For a cross-compiling CHICKEN, when compiling an extension, then it should be built for the host environment (as opposed to the target environment). This parameter is controlled by the -host command-line option. A setup script should perform the proper steps of compiling any code by passing -host when invoking csc or using the compile macro.
Examples for extensions
The simplest case is a single file that does not export any syntax. For example
;;;; hello.scm (define (hello name) (print "Hello, " name " !") )
We need a .setup script to build and install our nifty extension:
;;;; hello.setup ;; compile the code into a dynamically loadable shared object ;; (will generate hello.so) (compile -s hello.scm) ;; Install as extension library (install-extension 'hello "hello.so")
Lastly, we need a file hello.meta defining a minimal set of properties:
;;;; hello.meta ((author "Me") (synopsis "A cool hello-world library") (license "GPLv3") (files "hello.scm" "hello.setup"))
(for more information about available properties, see Metafile reference)
at the shell prompt (and in the same directory where the two files exist), the file hello.scm will be compiled into a dynamically loadable library. If the compilation succeeds, hello.so will be stored in the repository, together with a file named hello.setup-info containing an a-list with metadata (what you stored above in hello.meta). If no extension name is given to chicken-install, it will simply execute the any files with the .setup extension it can find.

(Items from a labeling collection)
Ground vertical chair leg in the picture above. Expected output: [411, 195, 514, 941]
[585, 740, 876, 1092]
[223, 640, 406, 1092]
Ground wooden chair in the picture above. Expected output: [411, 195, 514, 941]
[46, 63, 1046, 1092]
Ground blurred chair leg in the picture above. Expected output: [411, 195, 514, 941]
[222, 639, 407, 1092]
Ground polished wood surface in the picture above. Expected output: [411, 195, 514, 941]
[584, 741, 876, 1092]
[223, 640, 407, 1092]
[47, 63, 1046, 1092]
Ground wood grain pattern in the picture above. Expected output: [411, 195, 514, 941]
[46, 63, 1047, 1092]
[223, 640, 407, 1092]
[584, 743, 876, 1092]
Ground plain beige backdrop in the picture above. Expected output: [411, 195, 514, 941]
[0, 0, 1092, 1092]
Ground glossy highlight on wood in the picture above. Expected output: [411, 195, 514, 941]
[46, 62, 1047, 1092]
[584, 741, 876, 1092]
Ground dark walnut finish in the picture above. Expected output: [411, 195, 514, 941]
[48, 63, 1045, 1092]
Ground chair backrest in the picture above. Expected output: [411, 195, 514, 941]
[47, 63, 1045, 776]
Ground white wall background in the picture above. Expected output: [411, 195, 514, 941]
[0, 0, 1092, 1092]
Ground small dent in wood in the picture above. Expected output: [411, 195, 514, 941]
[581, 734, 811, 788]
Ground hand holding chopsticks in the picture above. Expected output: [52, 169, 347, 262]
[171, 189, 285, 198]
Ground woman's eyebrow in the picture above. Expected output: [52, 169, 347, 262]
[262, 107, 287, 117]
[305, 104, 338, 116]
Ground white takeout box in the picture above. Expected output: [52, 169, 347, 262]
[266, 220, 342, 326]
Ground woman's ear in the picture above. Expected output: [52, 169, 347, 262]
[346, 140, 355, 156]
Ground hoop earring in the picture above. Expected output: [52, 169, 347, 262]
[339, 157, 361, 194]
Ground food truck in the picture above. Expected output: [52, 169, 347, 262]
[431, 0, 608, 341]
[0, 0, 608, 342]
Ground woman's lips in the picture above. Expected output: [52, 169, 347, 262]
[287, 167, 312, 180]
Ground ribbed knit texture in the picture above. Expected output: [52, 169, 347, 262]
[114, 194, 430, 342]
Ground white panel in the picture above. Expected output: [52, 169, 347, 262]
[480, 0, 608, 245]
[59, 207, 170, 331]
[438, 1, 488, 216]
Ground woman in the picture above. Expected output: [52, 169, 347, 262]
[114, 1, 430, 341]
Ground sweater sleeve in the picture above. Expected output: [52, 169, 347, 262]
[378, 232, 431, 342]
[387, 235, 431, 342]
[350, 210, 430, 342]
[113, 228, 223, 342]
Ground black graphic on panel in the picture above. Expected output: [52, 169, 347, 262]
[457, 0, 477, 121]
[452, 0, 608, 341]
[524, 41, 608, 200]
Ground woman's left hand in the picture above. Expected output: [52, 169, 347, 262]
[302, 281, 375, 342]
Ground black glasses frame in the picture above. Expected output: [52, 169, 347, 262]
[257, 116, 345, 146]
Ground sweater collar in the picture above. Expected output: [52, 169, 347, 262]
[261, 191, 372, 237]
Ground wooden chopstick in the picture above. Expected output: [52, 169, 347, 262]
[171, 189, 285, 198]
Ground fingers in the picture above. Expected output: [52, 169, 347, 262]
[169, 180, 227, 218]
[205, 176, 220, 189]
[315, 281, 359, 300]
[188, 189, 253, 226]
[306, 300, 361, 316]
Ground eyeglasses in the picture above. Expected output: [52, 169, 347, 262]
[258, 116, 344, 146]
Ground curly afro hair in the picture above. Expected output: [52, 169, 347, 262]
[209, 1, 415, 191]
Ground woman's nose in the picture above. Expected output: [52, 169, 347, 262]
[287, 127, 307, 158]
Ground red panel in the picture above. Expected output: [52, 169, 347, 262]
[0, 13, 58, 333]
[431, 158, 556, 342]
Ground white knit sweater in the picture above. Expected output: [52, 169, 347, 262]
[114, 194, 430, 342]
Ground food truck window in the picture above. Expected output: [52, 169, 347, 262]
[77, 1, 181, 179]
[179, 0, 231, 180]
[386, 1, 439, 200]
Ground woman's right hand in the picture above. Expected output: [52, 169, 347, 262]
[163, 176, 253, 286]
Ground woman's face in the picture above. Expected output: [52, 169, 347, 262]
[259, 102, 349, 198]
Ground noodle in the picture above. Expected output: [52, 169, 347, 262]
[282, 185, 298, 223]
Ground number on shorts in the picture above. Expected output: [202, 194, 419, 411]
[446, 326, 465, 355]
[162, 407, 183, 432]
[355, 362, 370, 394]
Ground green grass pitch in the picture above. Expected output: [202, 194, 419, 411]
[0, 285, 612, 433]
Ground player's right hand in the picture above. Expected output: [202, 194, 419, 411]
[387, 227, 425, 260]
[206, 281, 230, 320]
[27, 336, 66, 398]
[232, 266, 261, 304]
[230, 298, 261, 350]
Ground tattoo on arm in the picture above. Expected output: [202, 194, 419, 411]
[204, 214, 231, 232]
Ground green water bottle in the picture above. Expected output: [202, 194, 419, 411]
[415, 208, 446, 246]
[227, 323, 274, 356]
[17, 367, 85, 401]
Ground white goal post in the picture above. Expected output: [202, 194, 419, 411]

### [WORK TO DO]
Copy out the passage on building CHICKEN extensions from "We need a .setup" to "see Metafile reference)".

### [ANSWER FOR THE TASK]
We need a .setup script to build and install our nifty extension:
;;;; hello.setup ;; compile the code into a dynamically loadable shared object ;; (will generate hello.so) (compile -s hello.scm) ;; Install as extension library (install-extension 'hello "hello.so")
Lastly, we need a file hello.meta defining a minimal set of properties:
;;;; hello.meta ((author "Me") (synopsis "A cool hello-world library") (license "GPLv3") (files "hello.scm" "hello.setup"))
(for more information about available properties, see Metafile reference)